### Set task:
Reproduce the records from the line containing "of the colorful" through the line containing "[[297, 154]]", requests included, adding 94 to every coordinate in the answers.

### Pointing and labeling records:
------------------------------------------------------------

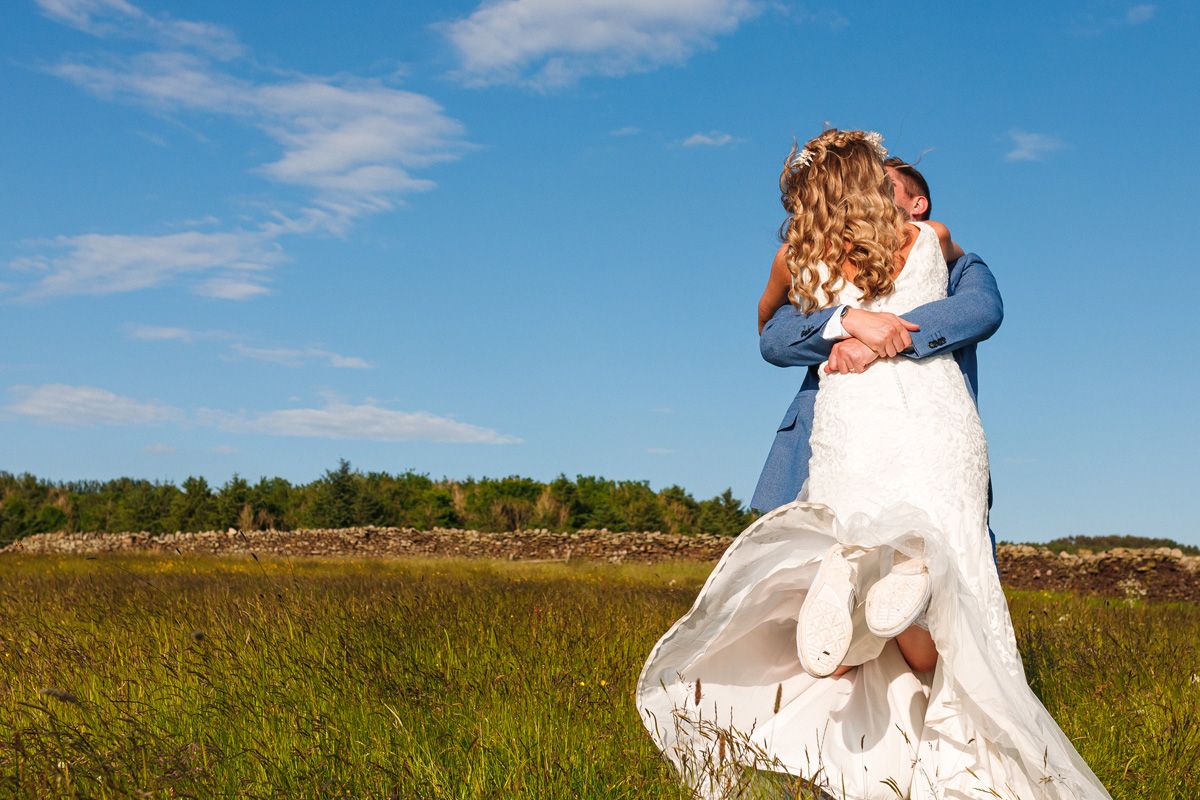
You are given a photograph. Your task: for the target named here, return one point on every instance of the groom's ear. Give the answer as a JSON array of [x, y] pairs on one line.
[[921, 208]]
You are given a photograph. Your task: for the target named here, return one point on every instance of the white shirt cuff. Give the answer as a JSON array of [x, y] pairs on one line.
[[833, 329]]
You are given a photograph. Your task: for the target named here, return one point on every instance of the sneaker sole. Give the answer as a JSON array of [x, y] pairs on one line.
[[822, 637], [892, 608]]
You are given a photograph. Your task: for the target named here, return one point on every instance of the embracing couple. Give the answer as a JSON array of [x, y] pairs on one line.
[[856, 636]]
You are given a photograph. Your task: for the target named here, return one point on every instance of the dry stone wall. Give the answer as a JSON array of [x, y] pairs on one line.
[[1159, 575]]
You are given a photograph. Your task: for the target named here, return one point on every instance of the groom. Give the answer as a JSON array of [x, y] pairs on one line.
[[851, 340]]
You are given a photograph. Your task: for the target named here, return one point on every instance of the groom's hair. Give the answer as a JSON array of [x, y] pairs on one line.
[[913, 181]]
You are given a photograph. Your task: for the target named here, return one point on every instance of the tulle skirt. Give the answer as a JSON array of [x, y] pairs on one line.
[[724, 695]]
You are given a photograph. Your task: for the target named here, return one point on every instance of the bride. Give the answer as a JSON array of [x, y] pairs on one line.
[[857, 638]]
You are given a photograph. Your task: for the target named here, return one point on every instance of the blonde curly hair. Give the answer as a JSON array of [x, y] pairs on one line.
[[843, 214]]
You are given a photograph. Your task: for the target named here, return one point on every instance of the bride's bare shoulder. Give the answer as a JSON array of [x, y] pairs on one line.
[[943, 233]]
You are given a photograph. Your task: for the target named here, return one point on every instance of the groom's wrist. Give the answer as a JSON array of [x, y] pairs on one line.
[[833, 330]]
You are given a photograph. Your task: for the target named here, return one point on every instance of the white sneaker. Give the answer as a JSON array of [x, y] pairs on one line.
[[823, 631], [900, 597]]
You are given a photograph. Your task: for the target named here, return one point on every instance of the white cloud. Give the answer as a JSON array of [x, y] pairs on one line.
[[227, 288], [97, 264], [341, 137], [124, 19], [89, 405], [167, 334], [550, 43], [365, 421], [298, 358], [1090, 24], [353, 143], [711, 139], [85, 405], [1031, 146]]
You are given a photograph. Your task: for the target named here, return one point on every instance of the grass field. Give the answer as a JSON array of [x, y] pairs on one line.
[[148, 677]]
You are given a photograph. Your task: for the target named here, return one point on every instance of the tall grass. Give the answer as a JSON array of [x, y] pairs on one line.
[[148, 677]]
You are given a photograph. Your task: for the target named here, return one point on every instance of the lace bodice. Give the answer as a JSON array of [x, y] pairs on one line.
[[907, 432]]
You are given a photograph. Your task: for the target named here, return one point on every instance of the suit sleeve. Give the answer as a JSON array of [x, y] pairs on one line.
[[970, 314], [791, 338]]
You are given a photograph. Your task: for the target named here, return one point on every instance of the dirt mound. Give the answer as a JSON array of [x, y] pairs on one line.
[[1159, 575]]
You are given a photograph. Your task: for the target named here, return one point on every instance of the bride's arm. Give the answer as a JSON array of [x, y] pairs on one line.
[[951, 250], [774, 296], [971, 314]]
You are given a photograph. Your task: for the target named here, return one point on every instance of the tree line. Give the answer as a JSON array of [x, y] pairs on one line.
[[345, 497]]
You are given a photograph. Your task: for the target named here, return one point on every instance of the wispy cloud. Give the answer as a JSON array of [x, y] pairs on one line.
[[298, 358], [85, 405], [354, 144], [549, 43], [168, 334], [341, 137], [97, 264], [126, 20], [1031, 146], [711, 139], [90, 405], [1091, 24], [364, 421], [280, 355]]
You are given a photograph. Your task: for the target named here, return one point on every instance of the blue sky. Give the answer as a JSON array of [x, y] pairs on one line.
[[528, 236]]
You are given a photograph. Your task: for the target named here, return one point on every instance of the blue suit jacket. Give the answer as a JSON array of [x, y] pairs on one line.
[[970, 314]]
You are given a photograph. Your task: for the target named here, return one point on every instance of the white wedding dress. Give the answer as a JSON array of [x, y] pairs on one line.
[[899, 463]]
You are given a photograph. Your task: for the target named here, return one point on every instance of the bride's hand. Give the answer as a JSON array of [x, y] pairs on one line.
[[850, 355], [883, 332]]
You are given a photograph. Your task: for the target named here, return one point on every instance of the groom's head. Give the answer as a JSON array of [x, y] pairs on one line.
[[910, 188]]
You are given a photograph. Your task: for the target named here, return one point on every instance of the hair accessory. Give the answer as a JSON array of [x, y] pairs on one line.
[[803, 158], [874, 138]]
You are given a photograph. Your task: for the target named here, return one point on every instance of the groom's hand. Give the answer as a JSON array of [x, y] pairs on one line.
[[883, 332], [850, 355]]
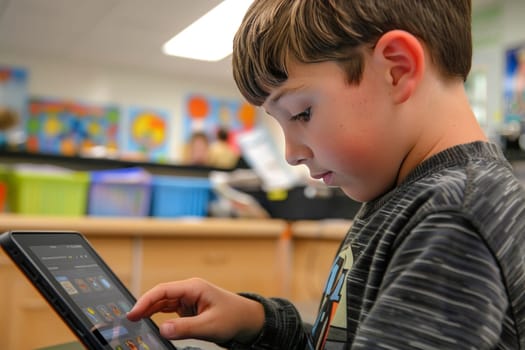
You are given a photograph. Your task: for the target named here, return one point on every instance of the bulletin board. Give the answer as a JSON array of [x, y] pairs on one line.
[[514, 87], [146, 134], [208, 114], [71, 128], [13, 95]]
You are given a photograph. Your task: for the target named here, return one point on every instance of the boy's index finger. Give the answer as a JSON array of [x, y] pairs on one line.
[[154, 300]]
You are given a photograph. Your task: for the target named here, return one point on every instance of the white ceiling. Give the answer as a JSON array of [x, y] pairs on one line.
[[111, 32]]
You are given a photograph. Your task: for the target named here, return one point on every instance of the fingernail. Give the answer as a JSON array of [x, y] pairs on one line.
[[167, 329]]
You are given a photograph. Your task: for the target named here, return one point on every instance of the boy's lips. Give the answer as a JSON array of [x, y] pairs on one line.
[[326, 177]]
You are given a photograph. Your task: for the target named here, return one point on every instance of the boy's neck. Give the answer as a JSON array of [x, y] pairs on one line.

------------------------------------------------------------

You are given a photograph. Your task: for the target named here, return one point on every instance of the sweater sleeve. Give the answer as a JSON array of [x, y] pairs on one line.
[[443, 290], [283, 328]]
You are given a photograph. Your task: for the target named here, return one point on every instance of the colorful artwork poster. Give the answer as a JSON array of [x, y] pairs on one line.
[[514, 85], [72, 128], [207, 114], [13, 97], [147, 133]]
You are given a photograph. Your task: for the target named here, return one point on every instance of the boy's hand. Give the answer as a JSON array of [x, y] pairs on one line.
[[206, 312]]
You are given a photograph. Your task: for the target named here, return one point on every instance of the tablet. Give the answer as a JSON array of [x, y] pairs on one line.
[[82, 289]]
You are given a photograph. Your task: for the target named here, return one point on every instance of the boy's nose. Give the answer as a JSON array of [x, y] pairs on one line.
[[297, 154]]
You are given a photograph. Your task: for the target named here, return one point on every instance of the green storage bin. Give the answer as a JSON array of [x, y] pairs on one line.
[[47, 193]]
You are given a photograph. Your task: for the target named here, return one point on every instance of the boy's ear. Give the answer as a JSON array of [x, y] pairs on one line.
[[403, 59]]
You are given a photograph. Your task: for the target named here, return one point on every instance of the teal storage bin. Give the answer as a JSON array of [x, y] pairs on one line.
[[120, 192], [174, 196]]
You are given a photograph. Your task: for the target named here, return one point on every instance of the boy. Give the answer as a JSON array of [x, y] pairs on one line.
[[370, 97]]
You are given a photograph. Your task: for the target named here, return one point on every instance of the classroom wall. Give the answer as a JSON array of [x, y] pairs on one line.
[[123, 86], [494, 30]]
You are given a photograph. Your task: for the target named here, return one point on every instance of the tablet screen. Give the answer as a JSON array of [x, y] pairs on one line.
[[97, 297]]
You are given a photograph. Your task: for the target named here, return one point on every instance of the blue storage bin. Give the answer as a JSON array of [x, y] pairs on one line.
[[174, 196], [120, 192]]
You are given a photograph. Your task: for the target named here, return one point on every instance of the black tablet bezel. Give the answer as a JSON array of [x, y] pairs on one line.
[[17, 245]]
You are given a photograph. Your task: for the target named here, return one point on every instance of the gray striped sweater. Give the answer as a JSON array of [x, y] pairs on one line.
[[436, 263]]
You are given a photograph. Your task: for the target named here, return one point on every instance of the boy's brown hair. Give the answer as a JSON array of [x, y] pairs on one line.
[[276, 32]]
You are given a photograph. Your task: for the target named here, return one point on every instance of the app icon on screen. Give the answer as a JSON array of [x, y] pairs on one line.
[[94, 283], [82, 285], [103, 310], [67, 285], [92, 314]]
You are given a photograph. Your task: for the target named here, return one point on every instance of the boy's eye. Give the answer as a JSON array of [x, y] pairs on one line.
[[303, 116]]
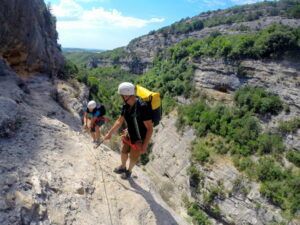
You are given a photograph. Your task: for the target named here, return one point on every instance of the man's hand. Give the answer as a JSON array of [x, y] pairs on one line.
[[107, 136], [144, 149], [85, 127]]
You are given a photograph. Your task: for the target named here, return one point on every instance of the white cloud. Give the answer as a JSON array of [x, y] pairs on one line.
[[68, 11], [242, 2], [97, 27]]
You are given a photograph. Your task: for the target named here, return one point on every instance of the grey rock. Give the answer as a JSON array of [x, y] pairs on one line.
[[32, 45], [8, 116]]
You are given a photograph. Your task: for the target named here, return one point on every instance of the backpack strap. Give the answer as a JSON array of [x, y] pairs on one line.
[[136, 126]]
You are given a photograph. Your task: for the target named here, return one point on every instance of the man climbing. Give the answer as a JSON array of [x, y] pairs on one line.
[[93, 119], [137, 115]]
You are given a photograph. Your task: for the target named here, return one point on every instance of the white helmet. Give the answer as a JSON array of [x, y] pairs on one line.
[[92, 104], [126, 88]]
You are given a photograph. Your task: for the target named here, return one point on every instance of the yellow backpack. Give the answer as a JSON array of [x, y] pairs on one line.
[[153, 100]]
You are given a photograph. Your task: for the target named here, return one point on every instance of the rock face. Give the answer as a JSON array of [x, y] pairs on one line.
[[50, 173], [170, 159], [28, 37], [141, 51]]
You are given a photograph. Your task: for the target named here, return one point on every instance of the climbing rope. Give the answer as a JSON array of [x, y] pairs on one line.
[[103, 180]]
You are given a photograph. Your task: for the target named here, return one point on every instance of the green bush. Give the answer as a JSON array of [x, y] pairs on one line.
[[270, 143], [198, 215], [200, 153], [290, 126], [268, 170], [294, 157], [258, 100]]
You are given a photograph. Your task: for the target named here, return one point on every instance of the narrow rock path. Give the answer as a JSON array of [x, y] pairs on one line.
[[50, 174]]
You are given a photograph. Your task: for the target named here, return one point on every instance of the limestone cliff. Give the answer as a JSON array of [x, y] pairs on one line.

------------------------------------------------------------

### Worked solution:
You are given a photograph. Your task: for the target named here, return one point on every instance of the colorful artwork poster. Give the answer as a JSON array of [x, y] pairs on one line.
[[608, 179], [166, 222], [301, 208], [107, 191], [241, 227]]
You are given a photograph. Your task: for the target named here, return one point on every instance of the boy's hand. Give the answer as a JSON array of [x, y] pairs on one line.
[[300, 406]]
You are given a photograph. Your task: for the target named here, return one point on every instance of the tablet. Give the answer as a JSON array of [x, y] pairs on one line.
[[176, 383]]
You are given a photograph. Your task: for the target named here, return one point on every instance of the boy's nose. Give the answer as a JSON array of [x, y] pairs on one line.
[[391, 248]]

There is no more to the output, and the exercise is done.